:: Exercise requirements ::
Produce word for word the lines of the data below running from the one that has "Would you be able to point at the waterfall" to the one that has "Would you be able to point at the vegetation", inclusive, and no others.

[Natural language region descriptions]
((

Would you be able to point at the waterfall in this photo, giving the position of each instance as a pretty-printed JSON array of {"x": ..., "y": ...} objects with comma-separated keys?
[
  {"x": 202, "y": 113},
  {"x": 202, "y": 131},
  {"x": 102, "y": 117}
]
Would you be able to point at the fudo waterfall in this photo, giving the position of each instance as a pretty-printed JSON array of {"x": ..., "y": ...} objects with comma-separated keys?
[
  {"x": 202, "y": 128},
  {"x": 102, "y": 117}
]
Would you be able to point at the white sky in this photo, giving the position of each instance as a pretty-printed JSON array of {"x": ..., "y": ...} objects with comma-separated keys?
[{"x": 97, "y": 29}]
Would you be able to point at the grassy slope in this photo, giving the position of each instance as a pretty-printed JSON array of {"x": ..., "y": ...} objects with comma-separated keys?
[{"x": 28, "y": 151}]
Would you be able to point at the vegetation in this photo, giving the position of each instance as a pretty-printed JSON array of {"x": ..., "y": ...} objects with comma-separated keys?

))
((

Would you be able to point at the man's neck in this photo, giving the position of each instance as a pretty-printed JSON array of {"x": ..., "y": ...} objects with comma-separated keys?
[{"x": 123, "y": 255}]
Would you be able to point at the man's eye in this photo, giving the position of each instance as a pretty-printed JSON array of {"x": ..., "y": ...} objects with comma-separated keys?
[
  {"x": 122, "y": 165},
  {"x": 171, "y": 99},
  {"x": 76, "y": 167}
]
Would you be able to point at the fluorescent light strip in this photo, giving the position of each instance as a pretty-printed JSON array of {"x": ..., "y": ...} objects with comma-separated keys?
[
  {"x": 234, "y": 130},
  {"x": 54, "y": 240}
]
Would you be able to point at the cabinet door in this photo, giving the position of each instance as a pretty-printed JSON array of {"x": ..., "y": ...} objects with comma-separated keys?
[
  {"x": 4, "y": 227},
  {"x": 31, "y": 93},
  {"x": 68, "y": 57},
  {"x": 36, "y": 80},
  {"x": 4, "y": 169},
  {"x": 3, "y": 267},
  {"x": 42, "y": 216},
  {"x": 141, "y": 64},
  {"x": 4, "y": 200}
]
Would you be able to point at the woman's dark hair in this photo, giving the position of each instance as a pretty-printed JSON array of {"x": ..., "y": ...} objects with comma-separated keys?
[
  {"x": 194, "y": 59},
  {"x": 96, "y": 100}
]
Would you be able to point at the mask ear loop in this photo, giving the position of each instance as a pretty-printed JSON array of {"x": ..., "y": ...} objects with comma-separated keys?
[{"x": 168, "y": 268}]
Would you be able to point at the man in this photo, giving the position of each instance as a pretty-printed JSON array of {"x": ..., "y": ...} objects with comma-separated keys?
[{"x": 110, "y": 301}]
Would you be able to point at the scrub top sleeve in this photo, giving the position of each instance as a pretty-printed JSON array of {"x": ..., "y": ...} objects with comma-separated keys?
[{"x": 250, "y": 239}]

))

:: Output of the exercise ::
Would you be able to point at the waterfall in this photo, giving the position of each instance as a pretty-printed JSON array of {"x": ..., "y": ...} objects with comma-separated keys?
[
  {"x": 202, "y": 113},
  {"x": 202, "y": 131},
  {"x": 102, "y": 117}
]
Would you be able to point at the fudo waterfall in this photo, giving the position of each instance as a pretty-printed JSON array of {"x": ..., "y": ...} objects with comma-separated keys?
[
  {"x": 202, "y": 128},
  {"x": 102, "y": 117}
]
Would you be able to point at the white sky in this photo, giving the position of each instance as a pretty-printed JSON array of {"x": ..., "y": ...} objects with comma-separated keys?
[{"x": 97, "y": 29}]
Would you be able to point at the grassy slope in this photo, giving the position of each instance as a pretty-printed JSON array of {"x": ..., "y": ...} objects with comma-separated keys?
[{"x": 28, "y": 151}]
Would you be able to point at the vegetation in this photo, giving the position of each instance as a pretty-printed JSON array of {"x": ..., "y": ...} objects with comma-separated keys?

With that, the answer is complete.